Text:
Scapegoats and Sin Eaters

We’re taking a short philosophical detour in this post. Its aim is to extend the argument we are making about moral panic and its ritual diminishment.

The Scapegoat

The social theory of the scapegoat has been most fully developed by René Girard.

Scapegoating has its background in the human need for the resolution of conflict. Where a conflict or societal problem arises, a group, tribe or nation looks for a place to discharge that conflict. Often a person or smaller group of people within that society or outside of it becomes that target – the scapegoat.

The scapegoat is essentially a substitute. It is necessary for the scapegoater(s) to be able to lay some form of fault or blame for the problem at hand on the scapegoat, otherwise the choice of the scapegoat would appear random and the scapegoat’s ‘sacrifice’ would not be efficacious.

But it is not necessary for the scapegoat to have actually committed any wrongdoing. Fault or blame is merely imputed to the scapegoat, and s/he becomes a convenient and necessary vessel used to transport that society’s sense of fault or self-dissatisfaction (sometimes seen as ‘sin’) out of that society.

For historical examples, think Aztec human sacrifice. Or the Jewish people under Nazism. Or, most pertinently, of the Salem witchcraft trials.

Charlie Campbell, author of Scapegoat: A History of Blaming Other People astutely points out that not “… every scapegoat is entirely innocent, though many are [1]”. But guilt or innocence is not the point here. The point is to load guilt onto a party whom then society can punish or expel.

As Campbell puts it:

“Ancient societies often kept official scapegoats, animals or humans who would be sacrificed after disaster in the hope of purifying the community and avoiding further punishment from the gods. These unfortunate figures were like lightning conductors, carrying away public anger. Or, to use a similar analogy, they are like electric fuses, which melt as the circuit becomes overloaded, and are thrown out, and replaced, so the current can flow once again… Today, we might have moved on from such barbarism, but we express the same urges in different ways. We still shriek for blood after disaster and are quick to find someone to blame for something usually far beyond the power of a single being…


We’ve seen this happen increasingly during the current economic crisis, and technology and the modern media mean that it is easier than ever before to spread these ideas and scapegoat people. We often decide on their guilt before all the evidence has emerged and social
media allows a mob to build swifter than ever before…”

In essence, this is about the imputation of guilt upon a person or group so as to assuage a collective sense of guilt and to purge that guilt from the midst of that community. It allows anger and distress to be discharged and societal order to be recovered.

Listed records:
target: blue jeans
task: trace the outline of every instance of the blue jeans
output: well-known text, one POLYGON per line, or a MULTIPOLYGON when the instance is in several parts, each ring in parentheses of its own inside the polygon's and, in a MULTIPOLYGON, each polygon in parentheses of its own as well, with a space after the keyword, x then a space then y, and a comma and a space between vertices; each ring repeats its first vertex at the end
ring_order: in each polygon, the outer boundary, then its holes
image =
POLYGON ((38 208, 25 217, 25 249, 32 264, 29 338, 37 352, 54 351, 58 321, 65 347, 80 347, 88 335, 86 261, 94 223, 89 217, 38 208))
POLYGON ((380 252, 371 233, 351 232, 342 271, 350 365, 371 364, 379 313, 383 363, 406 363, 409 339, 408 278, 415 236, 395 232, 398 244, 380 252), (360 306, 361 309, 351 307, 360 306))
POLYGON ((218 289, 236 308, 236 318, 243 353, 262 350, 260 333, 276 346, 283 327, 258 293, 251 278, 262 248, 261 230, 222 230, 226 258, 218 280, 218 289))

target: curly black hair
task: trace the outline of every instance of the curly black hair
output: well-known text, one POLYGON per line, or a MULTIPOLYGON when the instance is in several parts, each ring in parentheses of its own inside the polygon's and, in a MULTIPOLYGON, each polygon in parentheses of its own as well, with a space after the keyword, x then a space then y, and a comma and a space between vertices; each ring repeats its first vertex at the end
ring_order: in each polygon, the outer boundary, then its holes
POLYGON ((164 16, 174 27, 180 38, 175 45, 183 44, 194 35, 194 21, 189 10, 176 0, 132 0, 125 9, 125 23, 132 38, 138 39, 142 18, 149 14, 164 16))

Directions:
A. Write out the scapegoat passage word for word, starting at "But it is not" and ending at "of that society.".
B. In the scapegoat passage, who is said to have most fully developed the social theory of the scapegoat?
C. Give what follows the final sentence of the scapegoat passage as its next few paragraphs.

Exercise responses:
A.
But it is not necessary for the scapegoat to have actually committed any wrongdoing. Fault or blame is merely imputed to the scapegoat, and s/he becomes a convenient and necessary vessel used to transport that society’s sense of fault or self-dissatisfaction (sometimes seen as ‘sin’) out of that society.

B. René Girard

C.
Trouble is, someone pays for this with their life, freedom or future. And that person or group may not be in any sense responsible for the communal ill placed at their feet.

The Sin Eater

This thinking can be extended by looking at the rather bizarre historical phenomenon of the sin eater. When someone died suddenly and therefore without being absolved of their sins, sometimes a sin eater was employed by the family of the deceased. A piece of bread was placed on the chest of the corpse. The sin eater would consume the bread and leave the house, sometimes being ritually driven out, taking the dead person’s sin upon himself.

Because the understanding was that the dead person’s sins had actually been transferred to the sin eater, he was a figure of loathing and hatred, shunned and excluded from society [2].

Comment

One would like to think that society has developed beyond these strange apotropaic practices. But, arguably, these phenomena can give us insight into what’s going on today in the moral panic surrounding sexual offences.

There are some correlations to be made.

First, public moral judgement does not depend on the alleged sexual offender actually being guilty of the offences charged. In fact, that person may be guilty. But, equally, s/he may not. What’s important is that blame and disgust can be expressed towards that person.

Where a conviction results, and disgust can be expressed, then (and only then) can public anxiety at the phenomenon of sexual abuse be diffused. And out of that diffusion comes, in some quarters, a greater sense of public well being and confidence.

Contrariwise, where no conviction results, public anxiety is not dispersed, and moral panic can continue to grow and to express itself in other ways.

Second, scapegoaters never think about the demonizing effect on the scapegoat. This blog is an extended plea for balance and common sense, and all we are saying is this. When it comes to alleged sexual offences, the criminal justice system needs to be balanced and scrupulously fair. Because it is difficult or almost impossible for society at large to be. There are just too many emotions swirling around, as society’s perceived ills and anxieties get pinned onto one important but narrowly-focussed issue. Sexual offending is wrong and must be punished. But scapegoating is wrong too, and it must not be allowed to get out of hand.

 


  1. See the list of scapegoats just given.  ↩
  2. The custom appears to have died out over the last couple of centuries, although there was a church service in 2010 to commemorate the restoration of the grave of the last-known sin eater in England, who died in 1906.  ↩

Victim-centered justice? (part 2 of 2)

[Go here for the first part of this extended post…]

Gittos claims that, as it turned out, this new approach helped pave the way…

for a justice system which has spent 16 years completely reorientating itself away from objectivity and dispassionate assessment of evidence and towards elevating the rights of the victim at the expense of due process.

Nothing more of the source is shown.